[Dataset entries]
◇ ◇ ◇ ◇ ◇

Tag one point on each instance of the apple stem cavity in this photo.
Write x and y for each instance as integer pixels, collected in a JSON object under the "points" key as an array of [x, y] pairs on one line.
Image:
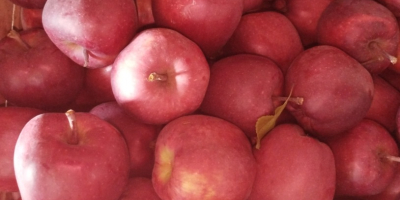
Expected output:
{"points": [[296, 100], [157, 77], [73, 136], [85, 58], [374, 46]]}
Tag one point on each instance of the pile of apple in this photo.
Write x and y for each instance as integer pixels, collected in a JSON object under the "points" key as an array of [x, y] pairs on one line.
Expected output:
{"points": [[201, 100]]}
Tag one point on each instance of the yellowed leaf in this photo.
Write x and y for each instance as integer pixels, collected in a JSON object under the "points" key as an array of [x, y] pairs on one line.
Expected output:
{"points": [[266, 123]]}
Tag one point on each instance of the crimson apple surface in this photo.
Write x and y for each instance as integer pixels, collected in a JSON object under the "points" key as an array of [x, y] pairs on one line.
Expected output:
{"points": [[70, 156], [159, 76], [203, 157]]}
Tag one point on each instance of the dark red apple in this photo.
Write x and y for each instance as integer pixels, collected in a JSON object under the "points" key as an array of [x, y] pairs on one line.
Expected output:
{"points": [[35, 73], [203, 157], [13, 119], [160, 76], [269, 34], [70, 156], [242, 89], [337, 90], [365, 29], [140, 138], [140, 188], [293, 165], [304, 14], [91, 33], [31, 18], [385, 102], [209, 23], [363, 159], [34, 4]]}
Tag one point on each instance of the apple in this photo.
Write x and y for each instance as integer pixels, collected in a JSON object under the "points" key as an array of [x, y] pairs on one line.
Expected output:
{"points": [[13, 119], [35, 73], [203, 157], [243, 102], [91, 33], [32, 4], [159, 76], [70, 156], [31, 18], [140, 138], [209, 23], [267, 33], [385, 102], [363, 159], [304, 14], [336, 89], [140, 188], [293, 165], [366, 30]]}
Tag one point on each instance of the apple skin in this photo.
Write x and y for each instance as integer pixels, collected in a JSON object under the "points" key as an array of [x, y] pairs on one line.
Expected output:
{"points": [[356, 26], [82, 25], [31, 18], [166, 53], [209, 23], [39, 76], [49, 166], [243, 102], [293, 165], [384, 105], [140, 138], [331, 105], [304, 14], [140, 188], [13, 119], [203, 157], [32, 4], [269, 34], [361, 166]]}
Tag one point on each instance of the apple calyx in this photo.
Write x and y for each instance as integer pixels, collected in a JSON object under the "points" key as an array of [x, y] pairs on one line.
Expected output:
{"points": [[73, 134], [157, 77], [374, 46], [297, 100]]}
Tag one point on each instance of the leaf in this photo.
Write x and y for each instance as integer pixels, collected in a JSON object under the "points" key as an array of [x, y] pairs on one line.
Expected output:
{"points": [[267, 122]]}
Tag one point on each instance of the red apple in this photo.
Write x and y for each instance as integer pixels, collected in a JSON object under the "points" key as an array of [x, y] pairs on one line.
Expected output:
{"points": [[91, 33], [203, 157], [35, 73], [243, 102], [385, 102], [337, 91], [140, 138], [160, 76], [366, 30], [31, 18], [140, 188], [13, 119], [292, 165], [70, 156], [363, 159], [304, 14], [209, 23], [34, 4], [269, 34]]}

◇ ◇ ◇ ◇ ◇

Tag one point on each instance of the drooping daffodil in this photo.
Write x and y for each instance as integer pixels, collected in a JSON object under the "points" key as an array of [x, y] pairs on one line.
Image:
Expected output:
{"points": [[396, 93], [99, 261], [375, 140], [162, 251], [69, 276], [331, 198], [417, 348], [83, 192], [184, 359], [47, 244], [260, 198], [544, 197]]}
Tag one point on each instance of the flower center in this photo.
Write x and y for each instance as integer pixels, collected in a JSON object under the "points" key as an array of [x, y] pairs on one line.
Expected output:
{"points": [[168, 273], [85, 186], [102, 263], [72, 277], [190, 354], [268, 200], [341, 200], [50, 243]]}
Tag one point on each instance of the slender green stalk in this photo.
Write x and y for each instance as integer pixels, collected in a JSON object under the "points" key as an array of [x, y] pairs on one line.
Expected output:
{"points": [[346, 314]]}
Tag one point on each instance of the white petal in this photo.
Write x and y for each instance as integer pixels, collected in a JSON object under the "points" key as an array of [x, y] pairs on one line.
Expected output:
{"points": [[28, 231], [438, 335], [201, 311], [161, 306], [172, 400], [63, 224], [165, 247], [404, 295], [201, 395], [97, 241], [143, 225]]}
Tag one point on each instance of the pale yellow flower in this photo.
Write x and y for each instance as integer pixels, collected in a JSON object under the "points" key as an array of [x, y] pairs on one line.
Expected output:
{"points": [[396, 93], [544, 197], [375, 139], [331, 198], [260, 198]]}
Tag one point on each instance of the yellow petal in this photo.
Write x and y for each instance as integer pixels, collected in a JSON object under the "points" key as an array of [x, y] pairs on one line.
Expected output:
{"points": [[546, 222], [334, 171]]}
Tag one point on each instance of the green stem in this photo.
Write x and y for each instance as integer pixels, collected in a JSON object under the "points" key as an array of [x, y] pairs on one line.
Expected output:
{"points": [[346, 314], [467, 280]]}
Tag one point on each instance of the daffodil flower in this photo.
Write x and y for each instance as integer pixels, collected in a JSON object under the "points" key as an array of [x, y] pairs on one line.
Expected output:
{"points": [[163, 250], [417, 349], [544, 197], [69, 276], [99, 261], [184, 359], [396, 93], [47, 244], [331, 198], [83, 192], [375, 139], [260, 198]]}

◇ ◇ ◇ ◇ ◇

■ TASK ■
The reply should consist solely of the number of lines in the records that include "leaf".

■ RESPONSE AREA ■
2